WHAT YOU SHOULD DO: Return all of the entries word for word, but omit the pictures they contain.

AVAILABLE DATA:
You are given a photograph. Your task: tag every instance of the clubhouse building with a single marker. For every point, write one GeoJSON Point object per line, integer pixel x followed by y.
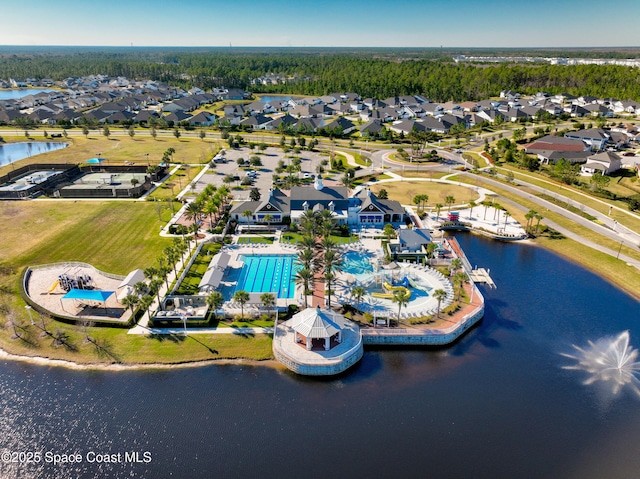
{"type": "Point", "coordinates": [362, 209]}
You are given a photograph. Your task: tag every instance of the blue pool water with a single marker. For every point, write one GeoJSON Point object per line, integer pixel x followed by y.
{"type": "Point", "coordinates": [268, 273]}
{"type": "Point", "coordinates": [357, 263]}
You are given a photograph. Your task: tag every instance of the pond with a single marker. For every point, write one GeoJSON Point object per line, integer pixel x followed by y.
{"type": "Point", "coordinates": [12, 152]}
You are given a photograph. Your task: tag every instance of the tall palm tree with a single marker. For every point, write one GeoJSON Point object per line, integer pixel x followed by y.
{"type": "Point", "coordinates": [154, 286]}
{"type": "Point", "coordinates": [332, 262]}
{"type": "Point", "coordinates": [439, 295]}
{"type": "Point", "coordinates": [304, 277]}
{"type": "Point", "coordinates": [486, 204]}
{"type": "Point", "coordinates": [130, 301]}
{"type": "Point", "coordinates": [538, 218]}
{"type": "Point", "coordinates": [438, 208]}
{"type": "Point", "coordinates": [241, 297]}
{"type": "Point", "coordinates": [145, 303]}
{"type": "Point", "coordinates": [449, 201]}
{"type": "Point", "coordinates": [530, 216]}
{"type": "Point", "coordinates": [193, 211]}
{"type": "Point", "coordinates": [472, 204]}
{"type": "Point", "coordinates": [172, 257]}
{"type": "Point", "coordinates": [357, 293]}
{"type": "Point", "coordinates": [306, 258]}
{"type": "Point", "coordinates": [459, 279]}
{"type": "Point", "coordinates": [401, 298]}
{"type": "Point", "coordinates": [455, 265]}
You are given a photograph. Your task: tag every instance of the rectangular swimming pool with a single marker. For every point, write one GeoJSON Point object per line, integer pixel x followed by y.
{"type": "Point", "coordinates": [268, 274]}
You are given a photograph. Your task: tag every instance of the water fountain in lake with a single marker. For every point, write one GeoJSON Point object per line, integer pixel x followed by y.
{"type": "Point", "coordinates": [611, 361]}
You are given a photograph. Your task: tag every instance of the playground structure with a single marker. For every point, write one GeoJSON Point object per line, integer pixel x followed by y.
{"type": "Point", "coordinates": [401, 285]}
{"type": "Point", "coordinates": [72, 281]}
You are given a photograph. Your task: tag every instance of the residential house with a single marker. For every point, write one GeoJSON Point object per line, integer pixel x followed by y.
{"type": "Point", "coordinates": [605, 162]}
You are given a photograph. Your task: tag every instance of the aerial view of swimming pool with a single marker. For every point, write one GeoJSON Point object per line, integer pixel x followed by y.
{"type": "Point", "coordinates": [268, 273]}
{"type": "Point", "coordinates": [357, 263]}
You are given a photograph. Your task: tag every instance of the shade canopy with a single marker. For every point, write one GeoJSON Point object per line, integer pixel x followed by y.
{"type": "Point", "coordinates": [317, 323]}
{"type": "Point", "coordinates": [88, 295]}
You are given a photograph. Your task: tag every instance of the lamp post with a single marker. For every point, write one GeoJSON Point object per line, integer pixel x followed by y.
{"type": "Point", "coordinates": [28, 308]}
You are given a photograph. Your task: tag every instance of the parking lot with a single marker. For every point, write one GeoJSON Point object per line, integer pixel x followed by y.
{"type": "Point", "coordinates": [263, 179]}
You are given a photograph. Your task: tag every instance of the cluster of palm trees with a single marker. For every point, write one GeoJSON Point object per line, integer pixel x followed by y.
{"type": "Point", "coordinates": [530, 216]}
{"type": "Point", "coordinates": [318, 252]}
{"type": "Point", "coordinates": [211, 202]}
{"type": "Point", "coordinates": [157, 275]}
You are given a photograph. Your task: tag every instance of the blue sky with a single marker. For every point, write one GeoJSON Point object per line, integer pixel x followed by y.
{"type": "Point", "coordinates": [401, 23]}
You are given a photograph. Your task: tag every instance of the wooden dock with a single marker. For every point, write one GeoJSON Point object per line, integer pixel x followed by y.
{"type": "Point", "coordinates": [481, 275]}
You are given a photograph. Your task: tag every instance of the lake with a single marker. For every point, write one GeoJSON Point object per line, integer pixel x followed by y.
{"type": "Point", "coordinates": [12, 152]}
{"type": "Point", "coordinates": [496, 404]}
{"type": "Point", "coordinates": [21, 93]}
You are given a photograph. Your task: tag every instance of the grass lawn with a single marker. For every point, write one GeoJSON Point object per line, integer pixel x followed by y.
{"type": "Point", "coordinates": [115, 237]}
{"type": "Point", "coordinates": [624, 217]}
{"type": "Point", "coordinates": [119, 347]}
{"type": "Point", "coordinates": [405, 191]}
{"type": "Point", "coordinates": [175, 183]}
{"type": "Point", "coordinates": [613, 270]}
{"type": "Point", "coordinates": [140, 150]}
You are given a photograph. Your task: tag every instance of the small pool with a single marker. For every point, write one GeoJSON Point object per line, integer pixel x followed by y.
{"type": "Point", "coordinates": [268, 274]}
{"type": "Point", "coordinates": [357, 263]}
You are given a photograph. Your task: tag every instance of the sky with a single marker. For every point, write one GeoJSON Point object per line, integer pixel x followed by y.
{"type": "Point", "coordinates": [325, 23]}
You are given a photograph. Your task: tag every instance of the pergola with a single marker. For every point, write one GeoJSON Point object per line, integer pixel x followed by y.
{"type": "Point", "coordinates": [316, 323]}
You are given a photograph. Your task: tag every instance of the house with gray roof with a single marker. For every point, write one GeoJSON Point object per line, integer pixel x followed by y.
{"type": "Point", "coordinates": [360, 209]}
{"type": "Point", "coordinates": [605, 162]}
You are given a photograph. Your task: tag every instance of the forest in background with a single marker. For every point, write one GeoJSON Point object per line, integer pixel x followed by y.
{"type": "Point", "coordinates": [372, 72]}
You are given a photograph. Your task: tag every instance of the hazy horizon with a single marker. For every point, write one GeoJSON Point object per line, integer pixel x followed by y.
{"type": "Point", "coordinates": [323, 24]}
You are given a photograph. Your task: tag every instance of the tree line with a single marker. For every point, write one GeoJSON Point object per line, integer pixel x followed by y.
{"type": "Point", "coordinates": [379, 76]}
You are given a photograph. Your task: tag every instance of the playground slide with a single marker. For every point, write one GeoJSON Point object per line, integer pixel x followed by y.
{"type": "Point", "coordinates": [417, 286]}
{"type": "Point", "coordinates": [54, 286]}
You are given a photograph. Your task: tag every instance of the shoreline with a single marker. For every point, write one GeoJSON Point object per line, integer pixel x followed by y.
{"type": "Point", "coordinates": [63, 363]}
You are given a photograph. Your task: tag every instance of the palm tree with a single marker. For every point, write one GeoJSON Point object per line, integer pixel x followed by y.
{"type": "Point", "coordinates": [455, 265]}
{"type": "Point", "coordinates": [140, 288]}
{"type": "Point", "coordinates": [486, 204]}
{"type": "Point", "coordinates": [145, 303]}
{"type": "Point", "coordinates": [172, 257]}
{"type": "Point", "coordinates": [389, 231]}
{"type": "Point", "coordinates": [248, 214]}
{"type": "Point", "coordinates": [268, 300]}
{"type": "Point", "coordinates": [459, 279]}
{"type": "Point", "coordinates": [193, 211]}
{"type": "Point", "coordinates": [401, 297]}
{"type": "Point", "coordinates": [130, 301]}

SOLUTION:
You are given a photograph. Your task: tag every instance of the clubhouse building with a single marker. For every point, write one GeoJSON Point object per line, integer pixel x followed by y.
{"type": "Point", "coordinates": [362, 209]}
You are given a photograph. Your task: tag every instance of the blue pool water with a single marker. For every point, write one GeoJSON Point object per line, integer pixel x followed by y.
{"type": "Point", "coordinates": [268, 273]}
{"type": "Point", "coordinates": [357, 263]}
You are given a photograph. Your task: tag every instance of the pond with a single marker. For every point, write one GeoJSON Point object per line, integer pixel x followed by y.
{"type": "Point", "coordinates": [12, 152]}
You are given a photograph. Your task: tag every instance of the tall palm tree with a single marker. For every point, write one GeoJSON Point object per line, integer pixel x followed by y.
{"type": "Point", "coordinates": [154, 286]}
{"type": "Point", "coordinates": [332, 262]}
{"type": "Point", "coordinates": [439, 295]}
{"type": "Point", "coordinates": [304, 277]}
{"type": "Point", "coordinates": [486, 204]}
{"type": "Point", "coordinates": [130, 301]}
{"type": "Point", "coordinates": [538, 218]}
{"type": "Point", "coordinates": [438, 208]}
{"type": "Point", "coordinates": [241, 297]}
{"type": "Point", "coordinates": [145, 303]}
{"type": "Point", "coordinates": [449, 201]}
{"type": "Point", "coordinates": [530, 216]}
{"type": "Point", "coordinates": [193, 211]}
{"type": "Point", "coordinates": [472, 204]}
{"type": "Point", "coordinates": [172, 257]}
{"type": "Point", "coordinates": [357, 293]}
{"type": "Point", "coordinates": [306, 258]}
{"type": "Point", "coordinates": [459, 279]}
{"type": "Point", "coordinates": [401, 298]}
{"type": "Point", "coordinates": [455, 265]}
You are given a photograph. Your task: tag every instance of the rectangular swimming pool with a single marker. For every point, write one GeoJSON Point object per line, integer pixel x followed by y.
{"type": "Point", "coordinates": [268, 274]}
You are given a photograph. Your task: tag every instance of the water fountain in lake with a single marker. For every point, write one GeoJSON Point object per line, integer pixel x followed by y.
{"type": "Point", "coordinates": [611, 361]}
You are given a photograph. Your task: tag every instance of the playground structure with a single marker. For every point, write one GeoJSON Point object per line, integer pixel x followed by y.
{"type": "Point", "coordinates": [401, 285]}
{"type": "Point", "coordinates": [72, 281]}
You are given a photograph. Your task: tag every instance of the residential house with a single marker. For every point, write one GeoJSON Point object per line, integer pixel x followed by y.
{"type": "Point", "coordinates": [605, 162]}
You are given a photograph. Your task: tag every instance of the aerial view of swimming pool with a single marker. For every point, write one GeoJSON Point object per line, integer pixel x followed by y.
{"type": "Point", "coordinates": [268, 273]}
{"type": "Point", "coordinates": [357, 263]}
You are given a photograph. Your task: tag every instance of the shade canopy with a single marker. For every point, write one GeoJSON Point object per line, integer pixel x followed by y.
{"type": "Point", "coordinates": [317, 323]}
{"type": "Point", "coordinates": [88, 295]}
You are given a photograph. Your task: tag every instance of the lamp post with a single marker. For every point, write one GeoJSON Point object per line, integer pixel x followed by y.
{"type": "Point", "coordinates": [28, 308]}
You are given a photograph. Your task: tag every instance of the parking lot with a single marker. For every point, write one GeoJSON Point object per line, integer pixel x followed by y.
{"type": "Point", "coordinates": [263, 179]}
You are given a photograph. Your task: tag every instance of the cluster of palm trees with a single marker. For every point, write one GeoJSON Point object per line, integer pixel x followed by y.
{"type": "Point", "coordinates": [530, 216]}
{"type": "Point", "coordinates": [318, 252]}
{"type": "Point", "coordinates": [211, 202]}
{"type": "Point", "coordinates": [157, 275]}
You are given a photograph. Your task: tag every instance of the blue sky with a single marker. For every point, write one GeoJSON Point object per line, integer pixel x followed by y.
{"type": "Point", "coordinates": [401, 23]}
You are given a photograph. Your task: tag every instance of the wooden dock with a single marker. For every point, write one GeoJSON Point object per line, integer pixel x followed by y.
{"type": "Point", "coordinates": [481, 275]}
You are given a photograph. Your task: tag every instance of the lake with a single marker. For every point, write one GeoJSON Point object per line, integer pixel x followed by y.
{"type": "Point", "coordinates": [12, 152]}
{"type": "Point", "coordinates": [496, 404]}
{"type": "Point", "coordinates": [21, 93]}
You are given a photograph. Your task: tag every instance of the grass lawn with a single marker. For every point, write one GeoJSON Point object per line, integer pixel x followed by y.
{"type": "Point", "coordinates": [115, 237]}
{"type": "Point", "coordinates": [624, 217]}
{"type": "Point", "coordinates": [119, 347]}
{"type": "Point", "coordinates": [405, 191]}
{"type": "Point", "coordinates": [175, 183]}
{"type": "Point", "coordinates": [613, 270]}
{"type": "Point", "coordinates": [140, 150]}
You are given a photograph. Your task: tag every instance of the small pool with a single marker. For every point, write one GeoJSON Point object per line, integer pixel x followed by y.
{"type": "Point", "coordinates": [268, 274]}
{"type": "Point", "coordinates": [357, 263]}
You are given a photograph. Your task: tag every instance of the sky with a single marker. For every point, write one GeoJSON Point object per line, integer pixel x followed by y.
{"type": "Point", "coordinates": [325, 23]}
You are given a photograph. Your task: tag every instance of the pergola with a single marker. For every point, write one GeoJSON Point object per line, integer pixel x followed by y.
{"type": "Point", "coordinates": [316, 323]}
You are given a photograph. Your task: tag every instance of the house with gray roof with a single marker. For every point, write one GeoJSON Point object per line, integer pixel x followed by y.
{"type": "Point", "coordinates": [360, 209]}
{"type": "Point", "coordinates": [605, 162]}
You are given a photograph. Your task: tag every instance of the forest in background with a single marker. For every point, write one GeoJSON Point object per line, integer pixel x followed by y.
{"type": "Point", "coordinates": [372, 72]}
You are given a photograph. Your task: tag every instance of the hazy horizon with a single marker. For every point, write one GeoJSON Point object per line, integer pixel x followed by y.
{"type": "Point", "coordinates": [323, 24]}
You are given a photograph. Your task: tag every instance of the tree line with a single marker. For every point, write one GeoJSON Point object per line, integer pixel x followed by y.
{"type": "Point", "coordinates": [379, 76]}
You are given a photograph. Your task: tag every instance of the playground slide with a single marker. For every point, write one GeoJSON Point object per line, integer pixel x followed by y.
{"type": "Point", "coordinates": [417, 286]}
{"type": "Point", "coordinates": [54, 286]}
You are given a photograph. Your task: tag every instance of the shoreline with a single marker. For every point, write one GeoJSON Point object per line, integer pixel x followed by y.
{"type": "Point", "coordinates": [63, 363]}
You are given a photograph. Your task: tag every instance of the palm tree with a single marker. For every point, write one GeoJSON Point object per line, integer pixel x followed by y.
{"type": "Point", "coordinates": [455, 265]}
{"type": "Point", "coordinates": [140, 288]}
{"type": "Point", "coordinates": [486, 204]}
{"type": "Point", "coordinates": [145, 303]}
{"type": "Point", "coordinates": [172, 257]}
{"type": "Point", "coordinates": [389, 231]}
{"type": "Point", "coordinates": [248, 214]}
{"type": "Point", "coordinates": [268, 300]}
{"type": "Point", "coordinates": [459, 279]}
{"type": "Point", "coordinates": [193, 211]}
{"type": "Point", "coordinates": [401, 297]}
{"type": "Point", "coordinates": [130, 301]}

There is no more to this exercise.